PROBLEM TO WORK ON: Which lines of the data below include the string "concrete"? Return each of them.

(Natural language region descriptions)
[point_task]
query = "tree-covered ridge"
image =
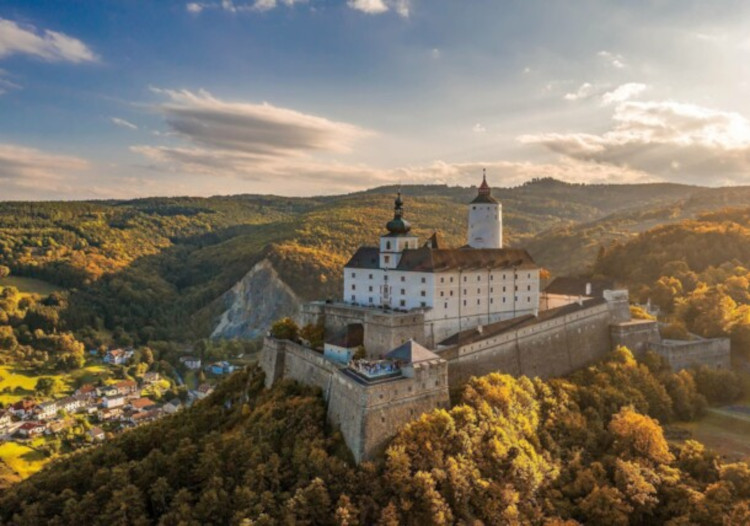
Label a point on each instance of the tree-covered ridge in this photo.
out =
(696, 271)
(587, 449)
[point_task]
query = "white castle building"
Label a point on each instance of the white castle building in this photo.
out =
(455, 288)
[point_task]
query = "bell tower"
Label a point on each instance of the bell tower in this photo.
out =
(485, 219)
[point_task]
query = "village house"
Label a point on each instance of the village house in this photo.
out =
(46, 410)
(151, 377)
(118, 356)
(172, 406)
(141, 404)
(23, 408)
(191, 362)
(109, 402)
(203, 391)
(86, 391)
(96, 434)
(106, 415)
(220, 368)
(127, 387)
(31, 429)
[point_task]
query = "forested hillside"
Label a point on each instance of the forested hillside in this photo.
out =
(696, 271)
(587, 449)
(154, 269)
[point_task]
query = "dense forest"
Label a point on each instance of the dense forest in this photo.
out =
(587, 449)
(155, 269)
(696, 271)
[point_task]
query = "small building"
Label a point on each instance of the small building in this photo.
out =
(203, 391)
(343, 345)
(86, 391)
(118, 356)
(109, 402)
(127, 387)
(46, 410)
(31, 429)
(142, 404)
(220, 368)
(23, 408)
(151, 377)
(172, 406)
(191, 362)
(96, 434)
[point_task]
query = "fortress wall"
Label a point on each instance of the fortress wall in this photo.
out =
(682, 355)
(308, 367)
(637, 335)
(272, 360)
(369, 416)
(550, 348)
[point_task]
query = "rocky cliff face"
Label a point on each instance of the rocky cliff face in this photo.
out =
(255, 302)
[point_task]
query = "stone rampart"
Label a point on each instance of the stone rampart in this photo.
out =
(680, 354)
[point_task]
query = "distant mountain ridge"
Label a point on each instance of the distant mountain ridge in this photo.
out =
(158, 267)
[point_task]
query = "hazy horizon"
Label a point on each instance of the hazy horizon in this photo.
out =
(323, 97)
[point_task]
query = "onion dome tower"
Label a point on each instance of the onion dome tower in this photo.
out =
(398, 237)
(485, 219)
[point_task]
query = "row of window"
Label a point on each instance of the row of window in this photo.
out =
(442, 279)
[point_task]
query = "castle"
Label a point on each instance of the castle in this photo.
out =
(417, 320)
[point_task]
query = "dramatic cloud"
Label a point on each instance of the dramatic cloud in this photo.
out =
(28, 167)
(623, 93)
(252, 128)
(376, 7)
(613, 59)
(585, 91)
(48, 45)
(667, 139)
(123, 123)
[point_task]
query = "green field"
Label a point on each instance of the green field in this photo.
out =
(22, 459)
(12, 378)
(29, 285)
(724, 431)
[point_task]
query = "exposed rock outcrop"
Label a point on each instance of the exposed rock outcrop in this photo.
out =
(254, 303)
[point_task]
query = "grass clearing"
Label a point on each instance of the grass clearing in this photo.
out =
(29, 285)
(22, 459)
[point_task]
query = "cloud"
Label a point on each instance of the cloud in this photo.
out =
(623, 93)
(667, 139)
(252, 128)
(123, 123)
(371, 7)
(48, 45)
(585, 91)
(613, 59)
(24, 167)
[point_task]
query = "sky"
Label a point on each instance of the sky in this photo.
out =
(128, 98)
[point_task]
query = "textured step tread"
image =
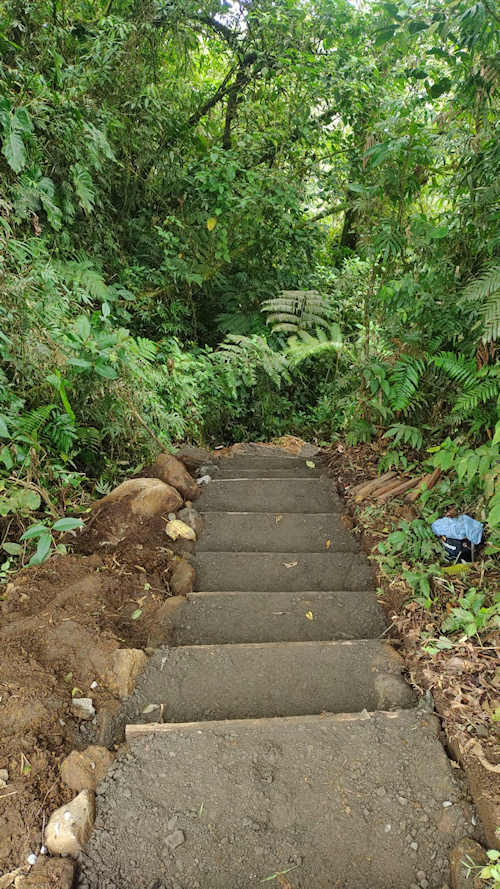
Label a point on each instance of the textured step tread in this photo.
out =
(269, 495)
(282, 572)
(341, 797)
(198, 682)
(222, 618)
(269, 472)
(275, 532)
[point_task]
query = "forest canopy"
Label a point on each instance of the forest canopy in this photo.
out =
(230, 220)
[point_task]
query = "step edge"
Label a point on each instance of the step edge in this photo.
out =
(310, 643)
(137, 730)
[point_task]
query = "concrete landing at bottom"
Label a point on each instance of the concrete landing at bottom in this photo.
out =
(353, 802)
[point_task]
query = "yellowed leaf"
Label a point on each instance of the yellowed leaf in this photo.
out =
(176, 528)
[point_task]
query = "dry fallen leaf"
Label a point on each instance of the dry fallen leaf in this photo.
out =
(176, 529)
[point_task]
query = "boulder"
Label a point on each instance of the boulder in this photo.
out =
(48, 873)
(171, 471)
(83, 708)
(83, 769)
(145, 497)
(466, 851)
(131, 514)
(127, 663)
(70, 826)
(183, 578)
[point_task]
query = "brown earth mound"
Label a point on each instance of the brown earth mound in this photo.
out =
(61, 626)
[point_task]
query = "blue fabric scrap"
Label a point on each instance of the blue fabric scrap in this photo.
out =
(460, 528)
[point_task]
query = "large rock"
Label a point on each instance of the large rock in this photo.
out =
(144, 497)
(171, 471)
(48, 873)
(83, 769)
(183, 578)
(131, 514)
(466, 852)
(127, 664)
(70, 826)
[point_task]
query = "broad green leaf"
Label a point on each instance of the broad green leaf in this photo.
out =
(13, 146)
(106, 371)
(43, 549)
(84, 187)
(83, 327)
(35, 531)
(6, 458)
(67, 524)
(12, 548)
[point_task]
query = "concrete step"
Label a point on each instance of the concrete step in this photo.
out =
(271, 495)
(246, 461)
(234, 472)
(197, 682)
(282, 572)
(352, 802)
(221, 618)
(275, 532)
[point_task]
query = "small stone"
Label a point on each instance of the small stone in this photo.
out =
(175, 839)
(48, 873)
(83, 708)
(70, 826)
(84, 769)
(127, 663)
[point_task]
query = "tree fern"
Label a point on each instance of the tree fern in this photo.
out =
(460, 369)
(486, 290)
(253, 354)
(295, 310)
(404, 381)
(306, 345)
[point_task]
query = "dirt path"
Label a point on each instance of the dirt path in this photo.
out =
(291, 750)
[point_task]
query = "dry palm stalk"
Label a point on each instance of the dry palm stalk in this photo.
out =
(361, 491)
(395, 491)
(428, 481)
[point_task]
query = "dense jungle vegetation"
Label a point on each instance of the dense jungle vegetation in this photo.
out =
(228, 220)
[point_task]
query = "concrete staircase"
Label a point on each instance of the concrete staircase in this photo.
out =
(291, 752)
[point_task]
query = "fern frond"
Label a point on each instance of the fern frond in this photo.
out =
(460, 369)
(305, 345)
(404, 381)
(297, 310)
(486, 289)
(29, 424)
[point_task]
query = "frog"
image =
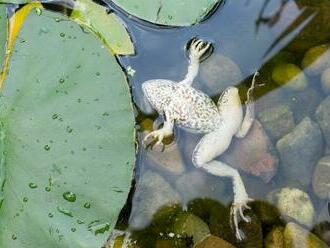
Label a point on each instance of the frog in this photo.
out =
(181, 104)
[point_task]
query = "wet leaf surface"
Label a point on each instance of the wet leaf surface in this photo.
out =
(108, 27)
(3, 33)
(169, 12)
(67, 137)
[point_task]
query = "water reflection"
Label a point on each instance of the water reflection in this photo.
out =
(281, 167)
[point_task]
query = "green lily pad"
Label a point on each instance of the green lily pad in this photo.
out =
(66, 138)
(107, 27)
(3, 33)
(168, 12)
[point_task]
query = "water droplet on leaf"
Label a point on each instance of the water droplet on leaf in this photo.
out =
(65, 211)
(87, 205)
(69, 196)
(38, 11)
(33, 185)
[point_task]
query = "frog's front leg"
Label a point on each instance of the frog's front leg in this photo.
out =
(165, 131)
(249, 115)
(211, 146)
(198, 48)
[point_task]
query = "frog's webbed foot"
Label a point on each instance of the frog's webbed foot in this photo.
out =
(199, 49)
(114, 237)
(157, 134)
(237, 213)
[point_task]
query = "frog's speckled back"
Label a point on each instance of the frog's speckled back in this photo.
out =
(187, 106)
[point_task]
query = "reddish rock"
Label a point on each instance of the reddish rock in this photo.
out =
(254, 154)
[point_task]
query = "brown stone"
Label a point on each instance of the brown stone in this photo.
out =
(297, 237)
(214, 242)
(254, 154)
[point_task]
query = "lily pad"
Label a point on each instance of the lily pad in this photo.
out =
(66, 138)
(107, 27)
(168, 12)
(3, 33)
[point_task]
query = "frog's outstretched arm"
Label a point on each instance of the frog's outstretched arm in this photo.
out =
(249, 115)
(197, 49)
(165, 131)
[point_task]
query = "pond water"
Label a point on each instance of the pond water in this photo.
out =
(284, 159)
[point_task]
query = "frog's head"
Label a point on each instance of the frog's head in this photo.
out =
(230, 97)
(158, 92)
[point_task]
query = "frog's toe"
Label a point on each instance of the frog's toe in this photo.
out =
(240, 235)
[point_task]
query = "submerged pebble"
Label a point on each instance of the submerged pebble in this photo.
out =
(296, 236)
(316, 60)
(214, 242)
(218, 72)
(189, 225)
(293, 204)
(299, 151)
(152, 193)
(325, 80)
(275, 239)
(254, 154)
(321, 178)
(277, 121)
(290, 76)
(204, 186)
(322, 117)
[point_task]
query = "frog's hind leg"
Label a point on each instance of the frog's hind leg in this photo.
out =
(197, 51)
(211, 146)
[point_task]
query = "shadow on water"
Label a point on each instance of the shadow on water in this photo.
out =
(277, 161)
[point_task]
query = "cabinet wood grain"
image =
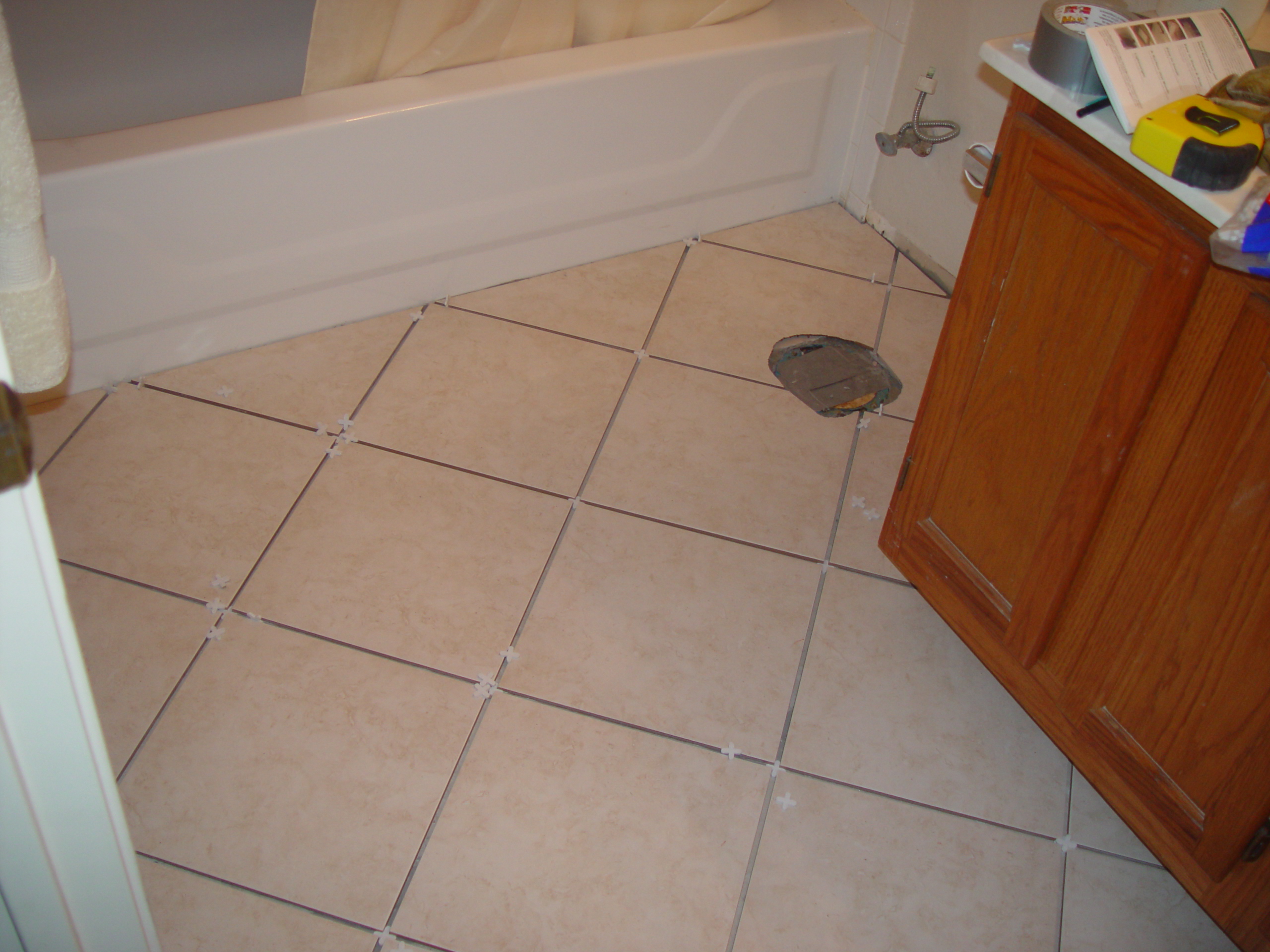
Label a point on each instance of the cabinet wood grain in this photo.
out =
(1089, 498)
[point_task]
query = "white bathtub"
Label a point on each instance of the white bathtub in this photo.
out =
(198, 237)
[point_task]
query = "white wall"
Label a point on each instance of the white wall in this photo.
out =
(926, 203)
(93, 65)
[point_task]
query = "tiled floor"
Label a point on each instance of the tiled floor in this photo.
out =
(509, 664)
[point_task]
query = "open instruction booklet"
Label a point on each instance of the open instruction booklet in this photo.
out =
(1147, 64)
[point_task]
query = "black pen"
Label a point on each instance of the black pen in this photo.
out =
(1092, 107)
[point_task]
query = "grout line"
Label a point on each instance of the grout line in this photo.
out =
(341, 919)
(409, 330)
(706, 532)
(722, 373)
(538, 588)
(619, 722)
(319, 468)
(134, 582)
(361, 649)
(798, 682)
(1062, 875)
(802, 264)
(947, 812)
(886, 301)
(751, 862)
(539, 327)
(868, 574)
(820, 592)
(228, 407)
(622, 398)
(609, 428)
(1121, 856)
(436, 815)
(163, 709)
(281, 527)
(71, 434)
(661, 307)
(942, 293)
(461, 469)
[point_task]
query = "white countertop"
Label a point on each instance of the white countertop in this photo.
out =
(1009, 56)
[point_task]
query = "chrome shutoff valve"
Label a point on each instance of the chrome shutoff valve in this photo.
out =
(920, 135)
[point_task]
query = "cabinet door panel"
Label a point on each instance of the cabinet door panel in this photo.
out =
(1003, 480)
(1074, 296)
(1176, 682)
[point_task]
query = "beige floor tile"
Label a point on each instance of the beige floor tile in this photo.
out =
(568, 834)
(729, 307)
(172, 492)
(196, 914)
(726, 456)
(304, 770)
(893, 701)
(908, 339)
(313, 379)
(54, 420)
(670, 630)
(409, 559)
(874, 469)
(136, 643)
(910, 276)
(844, 870)
(496, 398)
(1095, 824)
(614, 301)
(1117, 905)
(827, 237)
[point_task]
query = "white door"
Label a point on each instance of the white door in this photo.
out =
(67, 874)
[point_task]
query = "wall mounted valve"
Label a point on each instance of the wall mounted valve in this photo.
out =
(920, 135)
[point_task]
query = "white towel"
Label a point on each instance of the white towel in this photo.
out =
(33, 316)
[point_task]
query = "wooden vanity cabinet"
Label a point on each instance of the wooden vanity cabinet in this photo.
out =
(1086, 498)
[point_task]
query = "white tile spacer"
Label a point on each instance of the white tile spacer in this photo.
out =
(484, 687)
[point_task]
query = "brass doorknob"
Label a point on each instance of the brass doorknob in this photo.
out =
(16, 456)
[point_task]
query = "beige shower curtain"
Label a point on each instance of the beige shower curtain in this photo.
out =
(360, 41)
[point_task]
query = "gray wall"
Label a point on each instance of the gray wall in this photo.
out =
(94, 65)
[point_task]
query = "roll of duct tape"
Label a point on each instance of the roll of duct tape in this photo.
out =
(1060, 51)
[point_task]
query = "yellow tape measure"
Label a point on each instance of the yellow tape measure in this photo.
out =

RESPONSE TO THIS TASK:
query = "concrete landing at bottom"
Label a point on each instance of the concrete landing at bottom in this photo.
query = "concrete step"
Label a point on each instance of the concrete step in this photo.
query = "concrete staircase"
Label a point on each instance of the concrete staircase in this photo.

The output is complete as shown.